▶ [DATASET EXTRACT]
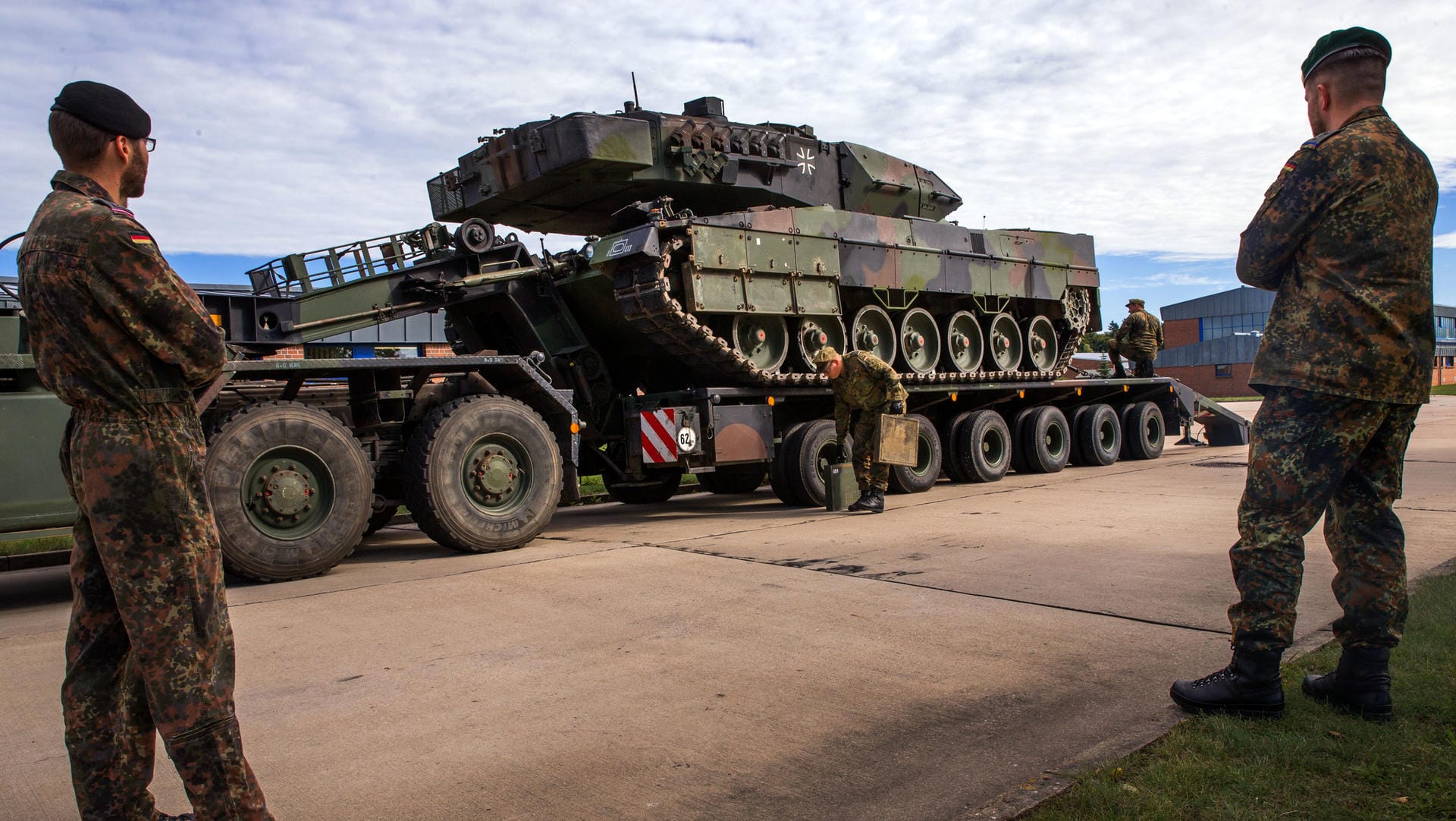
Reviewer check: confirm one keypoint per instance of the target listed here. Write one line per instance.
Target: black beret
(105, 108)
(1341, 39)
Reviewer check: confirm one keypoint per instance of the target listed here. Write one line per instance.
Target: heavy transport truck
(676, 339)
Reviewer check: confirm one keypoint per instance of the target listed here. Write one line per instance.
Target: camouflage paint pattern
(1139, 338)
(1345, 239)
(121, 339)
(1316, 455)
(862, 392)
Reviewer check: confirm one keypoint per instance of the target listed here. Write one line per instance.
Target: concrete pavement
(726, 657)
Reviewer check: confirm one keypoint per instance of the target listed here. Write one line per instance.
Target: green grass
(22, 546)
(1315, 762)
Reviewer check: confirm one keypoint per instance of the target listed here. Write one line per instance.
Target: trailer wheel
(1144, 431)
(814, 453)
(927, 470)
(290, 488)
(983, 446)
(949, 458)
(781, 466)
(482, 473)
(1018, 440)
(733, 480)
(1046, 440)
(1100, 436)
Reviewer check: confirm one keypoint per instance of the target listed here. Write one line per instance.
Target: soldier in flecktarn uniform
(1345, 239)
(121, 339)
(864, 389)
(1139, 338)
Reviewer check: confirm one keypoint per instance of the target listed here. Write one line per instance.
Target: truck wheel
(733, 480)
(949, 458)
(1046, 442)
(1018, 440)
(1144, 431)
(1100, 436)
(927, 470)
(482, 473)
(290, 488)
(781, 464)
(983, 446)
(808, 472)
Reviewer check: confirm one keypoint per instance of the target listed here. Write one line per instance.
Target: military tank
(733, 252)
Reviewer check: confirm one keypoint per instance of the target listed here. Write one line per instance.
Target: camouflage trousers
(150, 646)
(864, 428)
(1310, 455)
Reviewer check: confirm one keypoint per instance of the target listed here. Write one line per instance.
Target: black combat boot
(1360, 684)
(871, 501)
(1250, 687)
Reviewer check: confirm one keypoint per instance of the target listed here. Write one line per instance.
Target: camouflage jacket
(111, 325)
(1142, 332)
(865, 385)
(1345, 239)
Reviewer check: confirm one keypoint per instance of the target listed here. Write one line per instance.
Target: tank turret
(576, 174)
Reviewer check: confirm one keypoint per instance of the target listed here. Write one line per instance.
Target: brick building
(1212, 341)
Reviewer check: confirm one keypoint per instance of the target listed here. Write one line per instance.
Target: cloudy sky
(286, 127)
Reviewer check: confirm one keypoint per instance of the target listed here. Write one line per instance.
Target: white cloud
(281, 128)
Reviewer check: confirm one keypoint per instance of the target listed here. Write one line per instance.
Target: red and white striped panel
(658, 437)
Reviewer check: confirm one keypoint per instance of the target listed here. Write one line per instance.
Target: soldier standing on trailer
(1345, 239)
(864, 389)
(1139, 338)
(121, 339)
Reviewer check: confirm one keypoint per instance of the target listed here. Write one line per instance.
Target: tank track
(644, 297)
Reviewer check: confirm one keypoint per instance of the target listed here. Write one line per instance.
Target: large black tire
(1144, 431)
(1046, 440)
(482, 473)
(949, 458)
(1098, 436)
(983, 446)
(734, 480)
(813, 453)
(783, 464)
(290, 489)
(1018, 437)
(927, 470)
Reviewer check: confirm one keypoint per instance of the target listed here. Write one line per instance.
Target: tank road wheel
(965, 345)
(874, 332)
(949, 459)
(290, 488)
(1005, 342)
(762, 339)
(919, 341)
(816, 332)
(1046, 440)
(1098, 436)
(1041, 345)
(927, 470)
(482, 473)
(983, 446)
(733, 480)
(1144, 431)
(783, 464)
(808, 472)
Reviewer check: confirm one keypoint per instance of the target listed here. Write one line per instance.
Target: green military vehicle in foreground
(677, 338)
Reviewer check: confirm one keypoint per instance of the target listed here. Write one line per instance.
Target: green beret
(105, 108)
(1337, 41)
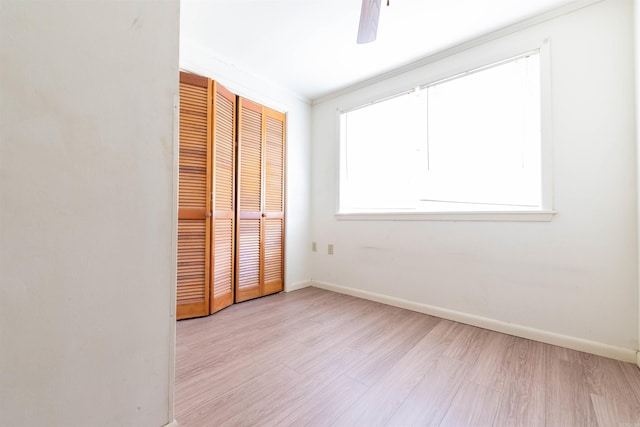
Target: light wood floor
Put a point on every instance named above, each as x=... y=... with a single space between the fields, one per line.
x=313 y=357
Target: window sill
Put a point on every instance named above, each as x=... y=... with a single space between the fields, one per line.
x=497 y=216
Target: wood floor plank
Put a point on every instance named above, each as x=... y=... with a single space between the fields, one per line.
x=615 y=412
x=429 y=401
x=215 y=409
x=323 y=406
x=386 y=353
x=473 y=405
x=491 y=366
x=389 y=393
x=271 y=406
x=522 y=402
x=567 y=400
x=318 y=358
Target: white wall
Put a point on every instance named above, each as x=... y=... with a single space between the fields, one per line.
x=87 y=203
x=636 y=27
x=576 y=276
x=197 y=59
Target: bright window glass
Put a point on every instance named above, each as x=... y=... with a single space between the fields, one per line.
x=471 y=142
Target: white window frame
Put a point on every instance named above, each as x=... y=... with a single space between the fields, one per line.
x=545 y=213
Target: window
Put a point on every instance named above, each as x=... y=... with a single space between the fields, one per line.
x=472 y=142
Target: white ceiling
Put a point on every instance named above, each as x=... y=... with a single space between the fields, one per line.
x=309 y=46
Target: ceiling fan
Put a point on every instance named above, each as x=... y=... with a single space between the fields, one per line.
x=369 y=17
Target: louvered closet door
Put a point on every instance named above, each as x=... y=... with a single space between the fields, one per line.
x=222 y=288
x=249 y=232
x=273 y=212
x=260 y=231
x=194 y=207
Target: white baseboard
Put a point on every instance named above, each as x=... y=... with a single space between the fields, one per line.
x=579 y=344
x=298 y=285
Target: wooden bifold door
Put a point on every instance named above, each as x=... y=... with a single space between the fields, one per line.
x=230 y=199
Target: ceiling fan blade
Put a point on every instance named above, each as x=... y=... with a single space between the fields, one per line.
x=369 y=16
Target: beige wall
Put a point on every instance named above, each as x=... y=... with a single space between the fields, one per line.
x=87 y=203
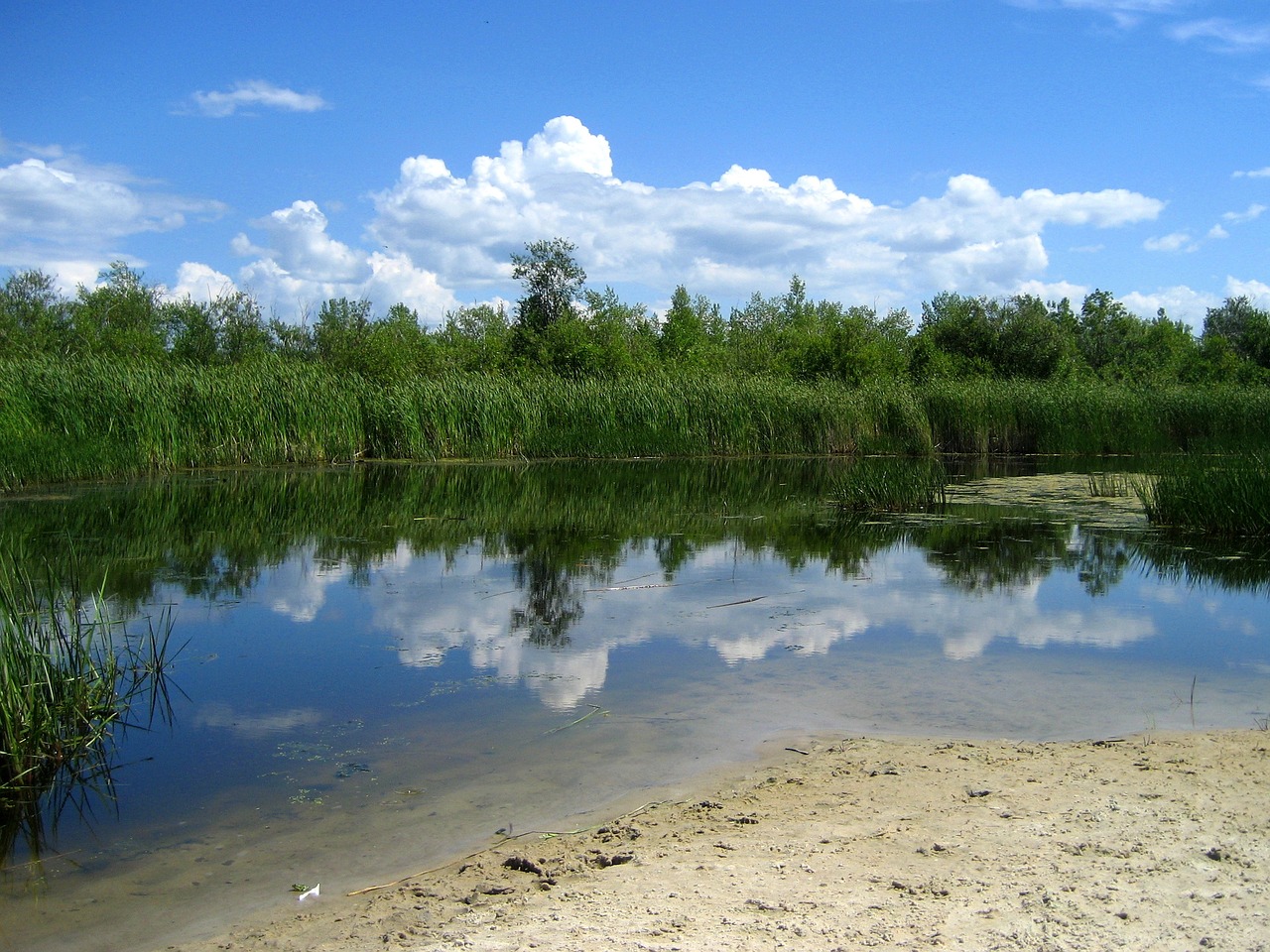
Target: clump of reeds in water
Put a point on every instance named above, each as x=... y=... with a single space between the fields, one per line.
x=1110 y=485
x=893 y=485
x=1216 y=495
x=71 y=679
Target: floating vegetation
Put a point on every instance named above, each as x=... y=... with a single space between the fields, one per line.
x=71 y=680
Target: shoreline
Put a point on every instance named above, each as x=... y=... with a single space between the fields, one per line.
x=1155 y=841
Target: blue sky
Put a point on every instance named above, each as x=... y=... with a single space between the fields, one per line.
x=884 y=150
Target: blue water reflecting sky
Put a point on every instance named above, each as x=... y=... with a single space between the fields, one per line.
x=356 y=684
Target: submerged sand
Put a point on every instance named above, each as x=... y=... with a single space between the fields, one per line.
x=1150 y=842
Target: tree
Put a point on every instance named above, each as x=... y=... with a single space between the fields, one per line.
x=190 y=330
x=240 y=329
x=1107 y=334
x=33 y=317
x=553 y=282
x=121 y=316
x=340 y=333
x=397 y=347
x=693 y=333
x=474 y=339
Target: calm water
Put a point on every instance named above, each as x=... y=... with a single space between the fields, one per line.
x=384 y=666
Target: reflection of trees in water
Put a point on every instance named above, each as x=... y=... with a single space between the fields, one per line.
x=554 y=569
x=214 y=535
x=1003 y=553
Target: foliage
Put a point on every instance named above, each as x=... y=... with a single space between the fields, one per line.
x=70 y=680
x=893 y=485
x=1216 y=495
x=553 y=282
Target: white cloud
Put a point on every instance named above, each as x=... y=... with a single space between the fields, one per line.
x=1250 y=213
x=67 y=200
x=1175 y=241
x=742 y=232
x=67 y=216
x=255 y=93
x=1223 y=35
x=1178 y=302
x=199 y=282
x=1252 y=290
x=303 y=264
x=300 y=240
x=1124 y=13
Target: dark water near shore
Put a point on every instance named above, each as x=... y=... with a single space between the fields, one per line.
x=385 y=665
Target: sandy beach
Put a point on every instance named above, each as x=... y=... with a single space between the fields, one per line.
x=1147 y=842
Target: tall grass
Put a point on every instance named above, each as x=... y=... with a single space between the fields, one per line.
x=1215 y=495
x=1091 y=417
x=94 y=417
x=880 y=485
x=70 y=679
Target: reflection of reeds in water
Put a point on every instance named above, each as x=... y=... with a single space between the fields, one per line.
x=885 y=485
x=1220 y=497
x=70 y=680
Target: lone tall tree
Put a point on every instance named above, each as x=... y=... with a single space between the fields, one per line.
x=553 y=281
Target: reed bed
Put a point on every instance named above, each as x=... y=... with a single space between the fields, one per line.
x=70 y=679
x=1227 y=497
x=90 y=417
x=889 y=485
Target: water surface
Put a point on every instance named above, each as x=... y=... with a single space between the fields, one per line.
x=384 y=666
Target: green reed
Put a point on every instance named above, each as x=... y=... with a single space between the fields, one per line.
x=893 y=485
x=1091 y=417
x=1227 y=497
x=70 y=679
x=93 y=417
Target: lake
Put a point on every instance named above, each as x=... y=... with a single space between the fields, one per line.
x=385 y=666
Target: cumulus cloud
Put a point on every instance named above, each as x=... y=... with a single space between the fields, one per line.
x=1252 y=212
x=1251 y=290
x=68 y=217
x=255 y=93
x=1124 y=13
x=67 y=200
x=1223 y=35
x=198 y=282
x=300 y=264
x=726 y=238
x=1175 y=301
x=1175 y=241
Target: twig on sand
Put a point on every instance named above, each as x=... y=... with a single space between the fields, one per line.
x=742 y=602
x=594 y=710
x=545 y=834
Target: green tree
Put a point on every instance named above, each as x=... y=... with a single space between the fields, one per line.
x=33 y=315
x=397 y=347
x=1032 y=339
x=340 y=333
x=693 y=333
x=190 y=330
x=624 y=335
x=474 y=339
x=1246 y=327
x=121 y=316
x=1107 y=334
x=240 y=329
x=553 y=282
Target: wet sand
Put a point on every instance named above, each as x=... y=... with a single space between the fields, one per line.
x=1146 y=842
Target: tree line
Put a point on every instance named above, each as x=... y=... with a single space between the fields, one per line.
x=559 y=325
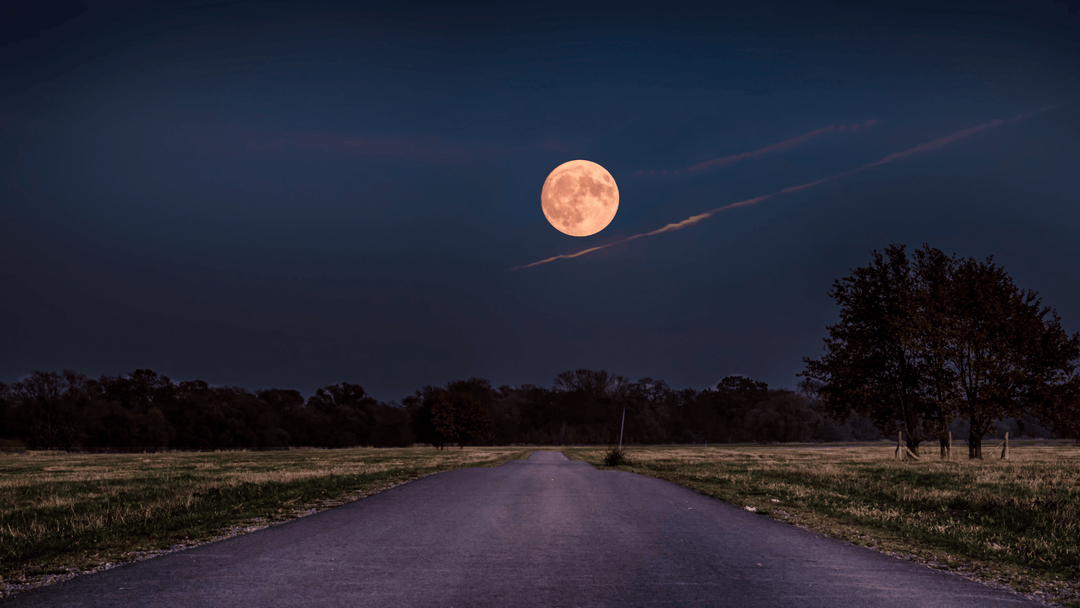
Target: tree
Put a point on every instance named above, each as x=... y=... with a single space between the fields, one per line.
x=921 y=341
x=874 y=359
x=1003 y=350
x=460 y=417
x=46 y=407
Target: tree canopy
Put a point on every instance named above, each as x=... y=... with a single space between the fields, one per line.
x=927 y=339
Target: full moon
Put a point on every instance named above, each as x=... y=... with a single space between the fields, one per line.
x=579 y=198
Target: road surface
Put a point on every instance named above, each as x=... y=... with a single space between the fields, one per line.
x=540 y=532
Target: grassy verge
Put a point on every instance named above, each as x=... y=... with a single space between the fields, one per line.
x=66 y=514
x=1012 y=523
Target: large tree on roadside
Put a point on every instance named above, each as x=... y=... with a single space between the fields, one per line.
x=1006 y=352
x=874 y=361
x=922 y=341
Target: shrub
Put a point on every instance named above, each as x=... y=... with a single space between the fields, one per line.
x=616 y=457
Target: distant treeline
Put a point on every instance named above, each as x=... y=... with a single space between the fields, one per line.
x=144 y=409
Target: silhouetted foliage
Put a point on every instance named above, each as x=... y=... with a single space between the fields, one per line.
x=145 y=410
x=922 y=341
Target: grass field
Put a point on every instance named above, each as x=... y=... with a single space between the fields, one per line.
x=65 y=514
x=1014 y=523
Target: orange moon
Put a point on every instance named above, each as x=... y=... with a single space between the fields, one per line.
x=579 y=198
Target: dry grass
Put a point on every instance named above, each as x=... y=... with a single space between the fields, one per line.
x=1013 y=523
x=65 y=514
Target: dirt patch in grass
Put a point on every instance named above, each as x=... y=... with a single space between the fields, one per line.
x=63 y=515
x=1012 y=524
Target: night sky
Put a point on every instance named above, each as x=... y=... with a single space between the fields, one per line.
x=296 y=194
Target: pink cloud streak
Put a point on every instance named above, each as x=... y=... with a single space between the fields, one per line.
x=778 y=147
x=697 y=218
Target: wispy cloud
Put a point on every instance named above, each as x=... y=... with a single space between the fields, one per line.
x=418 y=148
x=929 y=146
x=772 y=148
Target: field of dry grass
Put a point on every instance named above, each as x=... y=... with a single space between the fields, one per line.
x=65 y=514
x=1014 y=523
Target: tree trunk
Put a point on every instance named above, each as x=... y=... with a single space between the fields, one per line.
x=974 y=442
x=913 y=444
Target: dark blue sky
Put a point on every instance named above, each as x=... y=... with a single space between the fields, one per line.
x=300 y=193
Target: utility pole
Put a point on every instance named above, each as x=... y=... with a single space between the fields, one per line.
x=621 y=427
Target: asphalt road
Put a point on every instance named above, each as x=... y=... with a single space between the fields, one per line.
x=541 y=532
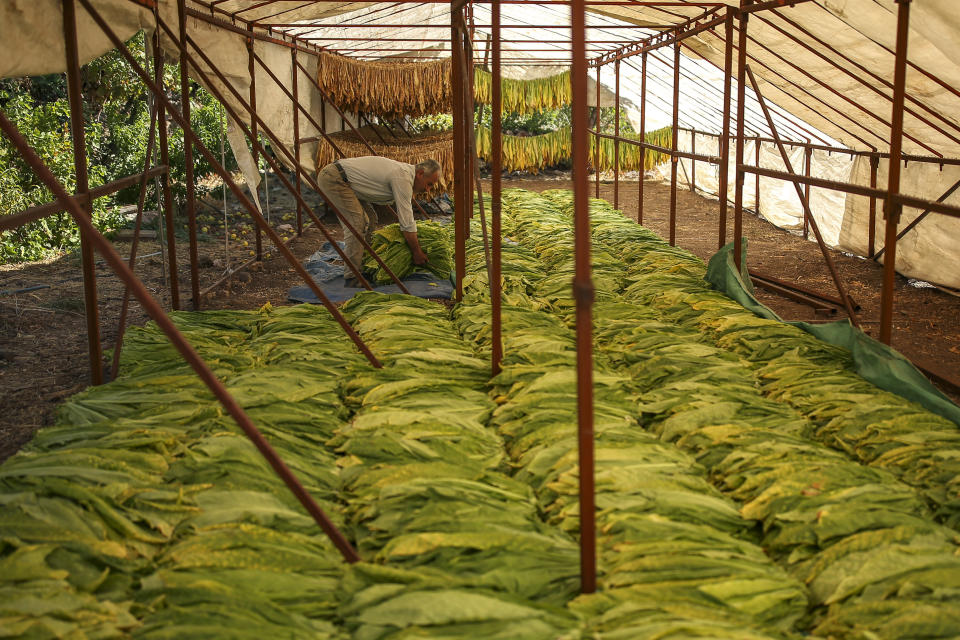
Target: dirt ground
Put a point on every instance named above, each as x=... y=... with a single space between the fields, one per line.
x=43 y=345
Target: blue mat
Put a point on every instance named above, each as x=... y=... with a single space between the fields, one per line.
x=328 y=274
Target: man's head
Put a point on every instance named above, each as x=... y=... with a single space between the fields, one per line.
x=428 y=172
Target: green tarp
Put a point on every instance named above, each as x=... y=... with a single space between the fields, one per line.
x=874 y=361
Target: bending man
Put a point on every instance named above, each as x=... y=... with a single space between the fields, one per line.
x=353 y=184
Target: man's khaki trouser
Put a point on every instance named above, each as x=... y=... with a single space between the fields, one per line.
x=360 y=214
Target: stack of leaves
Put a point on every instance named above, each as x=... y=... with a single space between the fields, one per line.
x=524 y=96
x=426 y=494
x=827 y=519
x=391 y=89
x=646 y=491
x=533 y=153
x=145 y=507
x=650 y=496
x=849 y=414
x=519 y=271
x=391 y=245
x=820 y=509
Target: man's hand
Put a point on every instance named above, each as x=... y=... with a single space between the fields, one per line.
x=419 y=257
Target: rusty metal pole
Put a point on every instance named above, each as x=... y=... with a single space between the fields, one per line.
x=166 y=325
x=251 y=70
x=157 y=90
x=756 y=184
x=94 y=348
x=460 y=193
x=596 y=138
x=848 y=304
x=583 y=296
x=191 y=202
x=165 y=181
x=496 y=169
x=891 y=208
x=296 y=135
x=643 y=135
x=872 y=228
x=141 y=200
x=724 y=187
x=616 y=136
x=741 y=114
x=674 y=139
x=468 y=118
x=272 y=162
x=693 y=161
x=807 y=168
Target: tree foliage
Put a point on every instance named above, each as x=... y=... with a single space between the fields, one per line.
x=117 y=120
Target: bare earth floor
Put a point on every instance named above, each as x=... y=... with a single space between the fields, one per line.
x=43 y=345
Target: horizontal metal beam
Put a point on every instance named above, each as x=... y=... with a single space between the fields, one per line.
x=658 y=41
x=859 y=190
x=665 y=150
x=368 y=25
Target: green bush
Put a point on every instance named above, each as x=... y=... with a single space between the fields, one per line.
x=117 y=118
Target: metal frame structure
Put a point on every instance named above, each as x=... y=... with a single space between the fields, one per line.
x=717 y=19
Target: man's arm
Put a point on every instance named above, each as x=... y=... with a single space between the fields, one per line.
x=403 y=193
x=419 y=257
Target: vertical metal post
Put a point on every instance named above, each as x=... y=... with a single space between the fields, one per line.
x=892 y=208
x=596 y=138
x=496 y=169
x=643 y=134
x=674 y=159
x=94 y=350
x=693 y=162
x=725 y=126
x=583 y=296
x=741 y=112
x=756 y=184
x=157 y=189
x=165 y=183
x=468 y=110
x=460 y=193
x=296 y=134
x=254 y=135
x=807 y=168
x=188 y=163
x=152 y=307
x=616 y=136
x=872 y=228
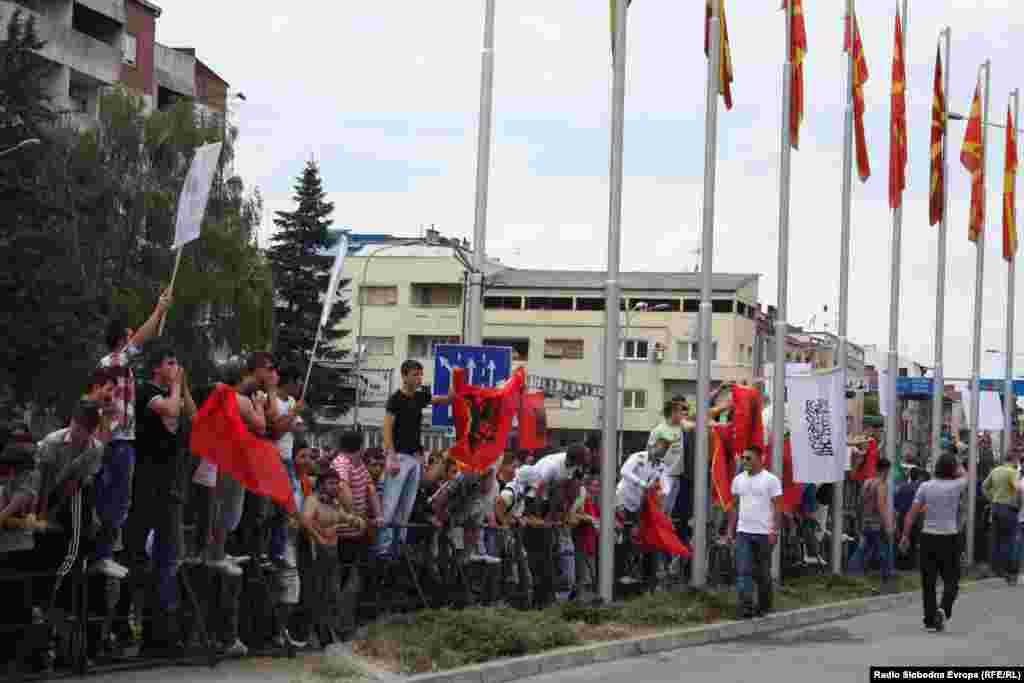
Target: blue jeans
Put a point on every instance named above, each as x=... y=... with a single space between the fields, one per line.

▶ [CHALLENGE] Convert the records from the line containing "Target: field of dry grass" to the line containing "x=541 y=532", both included, into a JSON list of strings with one string per line and blank lines omitted.

▶ [SOLUTION FOR THIS EXERCISE]
[
  "Target: field of dry grass",
  "Put a point on every instance named above, each as x=... y=... with a single space between the fields, one per line.",
  "x=65 y=514",
  "x=1014 y=523",
  "Target: tree trunk",
  "Put a point on every instance named above, each as x=... y=... with a single space between the fields, one per line.",
  "x=974 y=442",
  "x=913 y=444",
  "Target: dark blue sky",
  "Put a point on every instance named above, each as x=... y=... with a single space between the fields, one per line.",
  "x=300 y=193",
  "Target: utility pole",
  "Put a point on every instance named above, each as x=... y=... with a single space between the fields, one per line.",
  "x=621 y=427",
  "Target: asphalt road",
  "Put a point on every instance named above, each as x=... y=... with a single space between the fields, one per line.",
  "x=541 y=532"
]